Dialog di kita itu selalu tuntas. Itu juga berkat arus laut. Ini karena alam. Orang Jawa ke Sulawesi dan sebagainya. Orang Jawa kalau tidak ke Sulawesi, tidak bisa membuat keris. Waktu saya ke Sulawesi, memang pamor (salah satu bahan campuran untuk keris) itu suplainya dari sana. Ada bendera-bendera Jawa. Kemudian ketika saya sampai di Lampung, juga banyak tapak-tapak orang Bugis. Kalau insiden Bubat, itu karena masalah protokol, bukan karena konflik etnik. Tapi tidak ada kelanjutannya. Orang Banten juga demikian, kebanyakan bupatinya diangkat dari Sumedang. Orang Sumedang juga banyak hubungannya dengan orang Mataram. Cirebon dalam tari topengnya, kok ceritanya tentang Jawa Timur. Ada yang mengatakan bahwa bahasa kita dikuasai oleh negara. Benarkah? Lho, tidak. Nyatanya ada pers. Pers selalu merebut kembali. Kekuatan pers Indonesia itu luar biasa. Yang tidak bisa diubah dalam bahasa kita adalah grammar-nya. Grammar kita, kita selalu bicara dengan present tense, tanpa past tense dan future tense. Tidak ada he, tidak ada she. Lalu, kalau jamak, ya diulang saja. Kita mengubah semua kata hanya dengan awalan, akhiran, dan sisipan. Dan awalan, akhiran, serta sisipan itu luar biasa. Seperti kata sentosa, disentosakan, menyentosakan, kesentosaan, itu kan luar biasa. Bagi saya, itu tidak sempurna, tapi aneh. Tadi Anda mengatakan, semangat keIndonesiaan sebenarnya sudah selesai pada tahun 1928. Indonesia ini sudah ada sebelum republik ini ada. Melihat keadaan sekarang, berdirinya ormas- ormas baru yang berasaskan kebangsaan seakaan-akan menunjukkan bahwa kita seperti sudah kehilangan rasa kebangsaan. Menurut Anda? Kehilangan tidak, tapi ada bahaya untuk kebangsaan. Itu ditimbulkan bukan oleh rakyat, bukan oleh remaja yang makan donat, melainkan ini dibahayakan oleh sikap Pemerintah yang memusat. Pemusatan ini. Pemusatan yang mengurangi otonomi. Kekurangan otonomi kekuasaan dan otonomi ekonomi. Demokrasi ekonomi dan politiknya kurang. Lalu mereka bisa merasa dibedakan. Dari situ bahaya perpecahan itu ada. Dan tentu bukan dari rakyat perpecahannya, justru dari elite yang sangat membutuhkan kekuasaan. Dari kolonel ini, kolonel itu, jenderal ini, dan jenderal itu. Dalam konteks pencekalan Anda, alasan yang dipakai adalah karena rakyat belum dewasa, maka jangan pentas. Dikhawatirkan akan timbul ini dan itu. Menurut pandangan Anda?

#### [Perintah]
Menurut teks halaman, dari mana pasokan pamor untuk membuat keris berasal?

#### [Data Tersedia]
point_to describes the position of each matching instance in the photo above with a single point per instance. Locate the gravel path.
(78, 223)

#### [Tugas Selesai]
Pasokan pamor berasal dari Sulawesi.